◆ **Documento de origem**
───

Em 1967, dois fatos de incrível potência deram um empurrão ainda mais forte no sentido do bum da contracultura, que já dava os seus sinais no Brasil, e ajudaram a traçar novos caminhos para o Cinema Brasileiro: o Festival de Música Popular Brasileira da TV Record, onde o Tropicalismo alcançou milhares de pessoas com o seu projeto artístico-conceitual, e o lançamento do filme "A Margem" de Ozualdo Candeias, cineasta que antes de fazer filme foi caminhoneiro e até “michê de puta”. Esse filme, visto pela crítica da época como uma poesia brotada do lixo, as margens do Rio Tietê, carrega em seu título o mérito de nomear o movimento heterogêneo que viria a se tornar Cinema Marginal. Naquele momento, depois de regurgitar muitas das ideias tropicalistas, os ingredientes básicos para um bom filme marginal se definiram, ou quase isso.

───

◆ **Extrato de dados**
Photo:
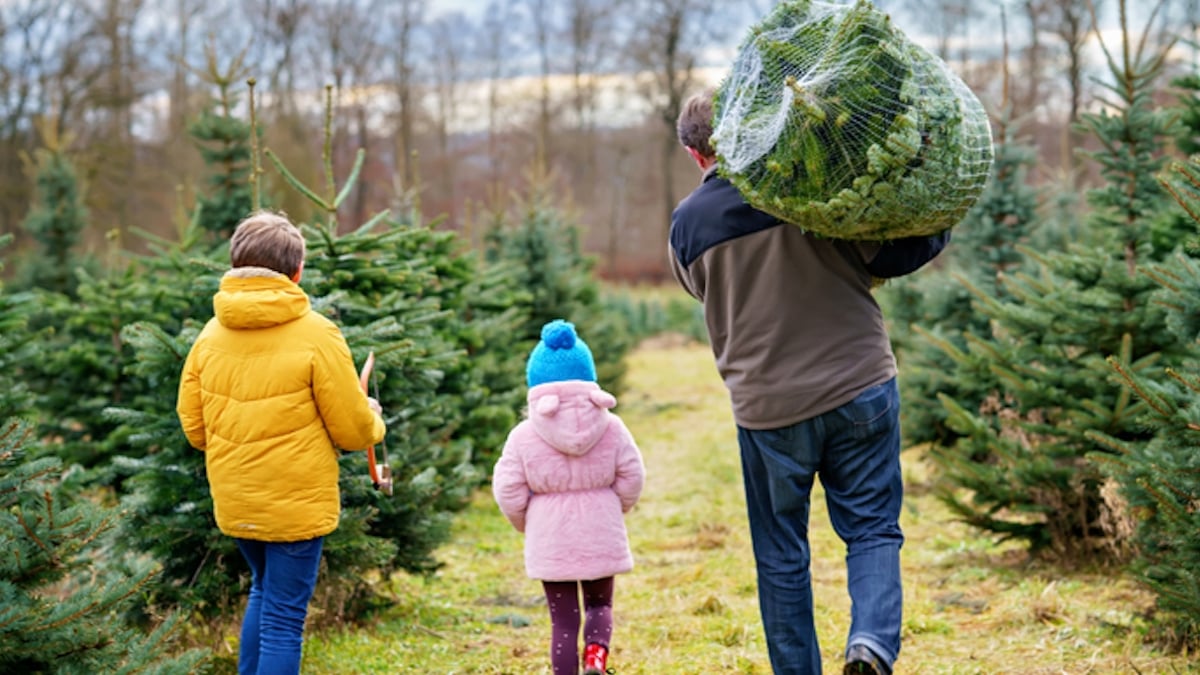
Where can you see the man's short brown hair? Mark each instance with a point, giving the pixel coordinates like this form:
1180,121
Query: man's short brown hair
695,123
268,239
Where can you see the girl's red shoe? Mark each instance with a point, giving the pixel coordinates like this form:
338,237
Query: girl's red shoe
595,657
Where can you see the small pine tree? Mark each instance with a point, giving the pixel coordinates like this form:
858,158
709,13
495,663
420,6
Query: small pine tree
17,346
1023,467
226,145
934,317
57,614
1161,479
544,250
57,221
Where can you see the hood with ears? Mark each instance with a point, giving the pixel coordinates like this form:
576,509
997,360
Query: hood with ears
571,414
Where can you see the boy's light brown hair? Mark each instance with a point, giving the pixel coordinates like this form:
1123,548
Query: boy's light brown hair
268,239
695,124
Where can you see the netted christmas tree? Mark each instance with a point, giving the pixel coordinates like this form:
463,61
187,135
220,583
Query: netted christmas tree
834,120
59,610
1023,467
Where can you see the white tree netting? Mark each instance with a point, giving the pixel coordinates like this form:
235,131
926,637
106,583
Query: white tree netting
832,119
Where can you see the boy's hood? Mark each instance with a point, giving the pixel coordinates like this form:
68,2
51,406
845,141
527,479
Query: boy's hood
253,297
570,416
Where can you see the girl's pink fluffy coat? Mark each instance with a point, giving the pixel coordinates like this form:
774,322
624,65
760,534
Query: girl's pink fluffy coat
568,475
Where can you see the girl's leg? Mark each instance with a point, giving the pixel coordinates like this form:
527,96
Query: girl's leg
247,647
287,587
598,611
563,599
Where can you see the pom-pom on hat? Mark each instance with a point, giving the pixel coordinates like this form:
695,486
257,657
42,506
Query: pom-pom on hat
559,356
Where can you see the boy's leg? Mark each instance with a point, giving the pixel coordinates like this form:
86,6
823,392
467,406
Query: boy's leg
778,467
864,491
247,647
598,611
563,601
287,587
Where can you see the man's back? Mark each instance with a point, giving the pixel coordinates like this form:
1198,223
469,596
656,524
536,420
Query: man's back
791,318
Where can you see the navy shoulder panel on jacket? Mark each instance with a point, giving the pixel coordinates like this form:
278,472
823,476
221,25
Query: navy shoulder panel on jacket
714,213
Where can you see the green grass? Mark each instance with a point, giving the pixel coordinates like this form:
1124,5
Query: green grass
690,607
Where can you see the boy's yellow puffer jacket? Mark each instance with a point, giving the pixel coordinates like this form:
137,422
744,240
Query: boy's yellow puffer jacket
269,392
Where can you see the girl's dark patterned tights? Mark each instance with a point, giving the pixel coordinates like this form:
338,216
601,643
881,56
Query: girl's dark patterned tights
563,598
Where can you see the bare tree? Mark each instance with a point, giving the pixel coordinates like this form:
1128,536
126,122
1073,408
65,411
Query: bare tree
347,42
665,47
495,47
591,27
403,18
449,35
279,27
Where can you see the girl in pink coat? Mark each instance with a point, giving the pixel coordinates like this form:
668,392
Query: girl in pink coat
568,475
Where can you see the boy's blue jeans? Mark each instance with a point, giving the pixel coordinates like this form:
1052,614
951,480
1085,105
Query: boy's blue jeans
285,575
856,451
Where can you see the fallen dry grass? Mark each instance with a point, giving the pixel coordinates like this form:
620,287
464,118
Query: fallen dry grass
690,604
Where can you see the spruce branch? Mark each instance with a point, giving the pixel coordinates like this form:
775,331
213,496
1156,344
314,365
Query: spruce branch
256,167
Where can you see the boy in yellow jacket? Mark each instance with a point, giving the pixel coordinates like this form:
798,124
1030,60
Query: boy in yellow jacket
270,394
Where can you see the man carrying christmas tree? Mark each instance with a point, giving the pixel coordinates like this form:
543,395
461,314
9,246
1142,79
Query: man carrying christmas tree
803,350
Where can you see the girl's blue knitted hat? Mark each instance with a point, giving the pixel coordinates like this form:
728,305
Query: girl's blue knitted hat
559,356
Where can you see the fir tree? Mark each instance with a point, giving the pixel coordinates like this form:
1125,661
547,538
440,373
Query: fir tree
18,346
225,143
541,244
58,614
933,315
1024,458
57,221
1161,479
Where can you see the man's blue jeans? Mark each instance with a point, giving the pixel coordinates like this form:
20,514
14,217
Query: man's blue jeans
856,452
285,575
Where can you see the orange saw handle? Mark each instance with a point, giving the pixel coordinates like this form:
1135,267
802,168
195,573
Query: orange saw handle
381,473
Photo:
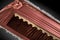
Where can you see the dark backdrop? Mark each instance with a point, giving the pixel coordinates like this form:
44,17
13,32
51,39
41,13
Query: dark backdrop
52,6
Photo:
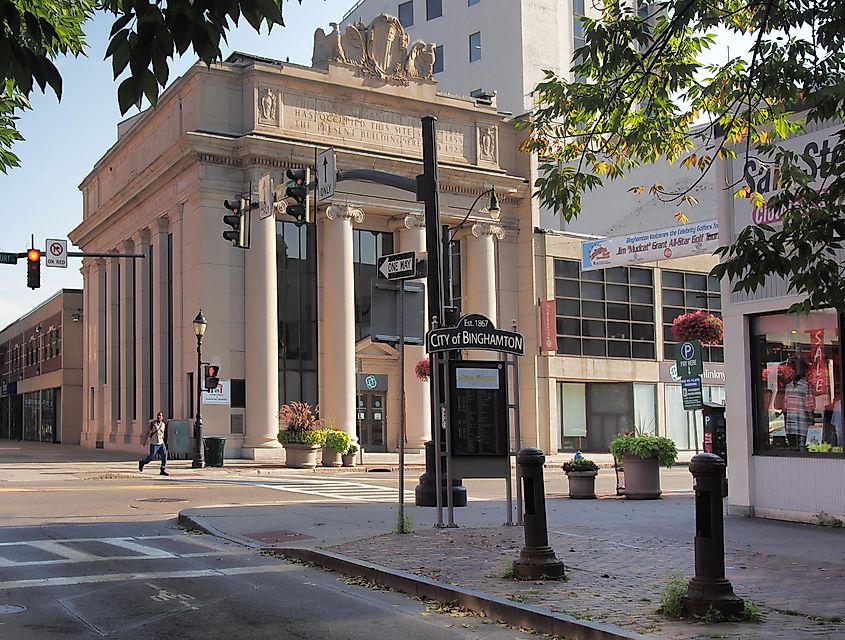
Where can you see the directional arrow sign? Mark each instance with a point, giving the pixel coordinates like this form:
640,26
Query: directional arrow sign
326,174
398,266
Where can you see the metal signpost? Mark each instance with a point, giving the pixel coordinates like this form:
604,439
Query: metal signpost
400,266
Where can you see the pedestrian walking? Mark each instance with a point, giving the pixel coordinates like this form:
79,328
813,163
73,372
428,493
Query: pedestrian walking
156,434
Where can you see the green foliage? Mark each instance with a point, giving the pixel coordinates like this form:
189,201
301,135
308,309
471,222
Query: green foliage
580,464
300,436
645,446
145,36
338,440
670,600
642,93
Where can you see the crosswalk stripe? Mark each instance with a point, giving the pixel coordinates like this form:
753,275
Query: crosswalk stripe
61,550
63,581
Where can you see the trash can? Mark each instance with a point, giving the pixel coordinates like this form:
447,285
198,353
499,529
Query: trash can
214,447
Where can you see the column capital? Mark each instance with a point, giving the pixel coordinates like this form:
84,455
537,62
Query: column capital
480,229
344,212
410,221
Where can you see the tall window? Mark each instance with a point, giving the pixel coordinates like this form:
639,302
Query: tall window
433,9
438,59
475,46
796,379
296,247
406,14
684,292
368,247
606,312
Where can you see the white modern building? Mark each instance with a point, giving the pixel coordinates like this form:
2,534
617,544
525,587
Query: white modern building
784,412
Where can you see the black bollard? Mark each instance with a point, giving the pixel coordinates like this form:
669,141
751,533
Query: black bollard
709,588
537,559
425,493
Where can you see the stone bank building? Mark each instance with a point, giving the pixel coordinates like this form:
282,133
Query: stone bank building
289,318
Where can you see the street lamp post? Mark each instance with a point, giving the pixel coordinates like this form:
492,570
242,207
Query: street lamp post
199,329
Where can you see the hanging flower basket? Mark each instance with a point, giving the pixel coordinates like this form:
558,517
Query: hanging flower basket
698,325
423,369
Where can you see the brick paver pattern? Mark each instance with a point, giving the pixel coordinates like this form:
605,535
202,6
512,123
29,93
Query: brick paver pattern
618,579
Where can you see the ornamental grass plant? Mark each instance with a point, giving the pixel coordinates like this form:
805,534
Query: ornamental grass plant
645,446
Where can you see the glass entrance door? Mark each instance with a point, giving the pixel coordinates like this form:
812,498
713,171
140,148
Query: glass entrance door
371,421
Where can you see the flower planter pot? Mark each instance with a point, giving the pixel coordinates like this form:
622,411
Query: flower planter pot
582,484
642,478
331,458
301,456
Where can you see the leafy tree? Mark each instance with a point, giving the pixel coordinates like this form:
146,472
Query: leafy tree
643,92
145,37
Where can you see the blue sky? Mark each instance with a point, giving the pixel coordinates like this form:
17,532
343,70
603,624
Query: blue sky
64,140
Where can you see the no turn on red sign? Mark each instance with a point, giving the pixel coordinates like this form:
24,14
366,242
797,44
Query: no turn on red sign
56,253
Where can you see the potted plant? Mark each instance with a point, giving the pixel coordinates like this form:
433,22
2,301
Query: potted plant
698,325
348,458
336,444
301,434
581,473
642,455
423,369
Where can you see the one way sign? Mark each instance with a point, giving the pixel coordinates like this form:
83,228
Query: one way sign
398,266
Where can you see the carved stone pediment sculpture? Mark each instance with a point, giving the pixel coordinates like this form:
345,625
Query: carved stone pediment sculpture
379,50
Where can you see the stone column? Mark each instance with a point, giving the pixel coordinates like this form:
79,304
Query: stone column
417,393
338,365
161,316
261,343
127,344
113,373
143,371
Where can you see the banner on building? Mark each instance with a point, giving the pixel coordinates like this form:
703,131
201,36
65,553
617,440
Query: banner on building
548,326
699,238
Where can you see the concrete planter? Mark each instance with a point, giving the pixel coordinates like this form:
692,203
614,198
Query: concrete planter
301,456
642,478
331,458
582,484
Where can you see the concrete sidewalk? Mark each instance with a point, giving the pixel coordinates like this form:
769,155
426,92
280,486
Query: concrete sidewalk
618,554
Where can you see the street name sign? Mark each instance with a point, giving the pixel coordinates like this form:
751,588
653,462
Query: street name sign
691,393
474,331
56,254
398,266
326,174
689,359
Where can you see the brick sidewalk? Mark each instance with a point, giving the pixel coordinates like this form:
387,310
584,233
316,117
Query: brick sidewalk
618,578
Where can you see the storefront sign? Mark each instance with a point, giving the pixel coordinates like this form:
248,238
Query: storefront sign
692,239
474,331
819,376
691,394
689,359
815,151
219,395
712,375
548,329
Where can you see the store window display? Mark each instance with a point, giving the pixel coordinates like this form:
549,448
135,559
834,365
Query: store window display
798,383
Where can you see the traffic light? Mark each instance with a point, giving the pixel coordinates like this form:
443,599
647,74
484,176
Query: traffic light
238,219
33,268
297,190
211,376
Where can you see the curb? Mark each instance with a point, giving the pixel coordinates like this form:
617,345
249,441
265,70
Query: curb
493,607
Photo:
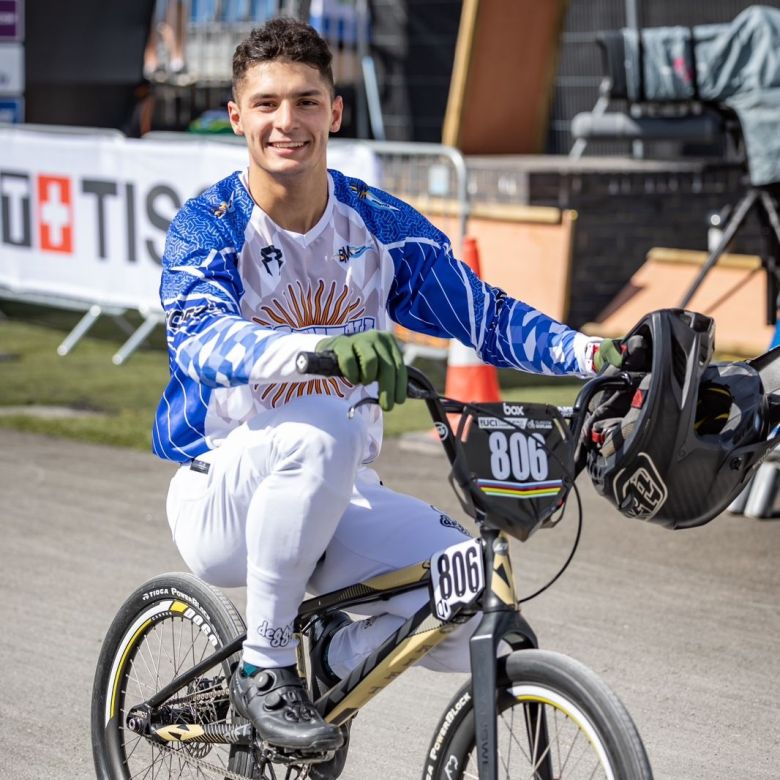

───

◆ **Instruções**
a: Redigite, sem nenhuma alteração, o trecho do texto sobre o Cinema Marginal que vai de "Em 1967, dois" até "ou quase isso.", incluindo este último.
b: De acordo com o texto sobre o Cinema Marginal, qual filme de Ozualdo Candeias foi lançado em 1967?
c: Dê prosseguimento ao texto sobre o Cinema Marginal a partir da última frase apresentada.

◆ **Respostas em ordem**
a:
Em 1967, dois fatos de incrível potência deram um empurrão ainda mais forte no sentido do bum da contracultura, que já dava os seus sinais no Brasil, e ajudaram a traçar novos caminhos para o Cinema Brasileiro: o Festival de Música Popular Brasileira da TV Record, onde o Tropicalismo alcançou milhares de pessoas com o seu projeto artístico-conceitual, e o lançamento do filme "A Margem" de Ozualdo Candeias, cineasta que antes de fazer filme foi caminhoneiro e até “michê de puta”. Esse filme, visto pela crítica da época como uma poesia brotada do lixo, as margens do Rio Tietê, carrega em seu título o mérito de nomear o movimento heterogêneo que viria a se tornar Cinema Marginal. Naquele momento, depois de regurgitar muitas das ideias tropicalistas, os ingredientes básicos para um bom filme marginal se definiram, ou quase isso.

b: O filme "A Margem".

c:
O Cinema Marginal era crítico-social, assim como fora o Cinema Novo, mas, diferentemente do antigo Cinema Novo, extremamente obstinado pela conquista do público mais popular da sociedade. Essa é uma das razões por ter sido uma corrente cinematográfica disposta a abraçar os apelos do cinema comercial, as temáticas e estilísticas do cinema de gênero americano, como o filme de faroeste, ou os apelos eróticos das chanchadas cariocas, sempre coloridas por corpos femininos rebolativos em decotes e, alguma vezes, sutilmente expostos. Sem dúvida, essa característica sincrética do Cinema Marginal, disposto a misturar tradicionalismo nacional com cultura popular ou moderna estrangeira, tem a Tropicália como base de formação.
No Cinema Marginal havia também a recorrente presença de um humor ácido, com gosto de biles, que não perdia a oportunidade de fazer provocações sociais como quem dá gargalhadas da própria desgraça. Desse modo, embora discutisse assuntos naquele momento amplamente explorados pelo Cinema Novo, não tinha medo de profanar com muita ironia temas até então tratados com muita seriedade e sacro engajamento político. Dentre esses temas, a fome, a desigualdade social, a exploração do homem por seu semelhante, a violência urbana e os conflitos entre Estado e população. Talvez por isso Glauber Rocha tenha os batizado de udigrudi, sática baseada no underground americano.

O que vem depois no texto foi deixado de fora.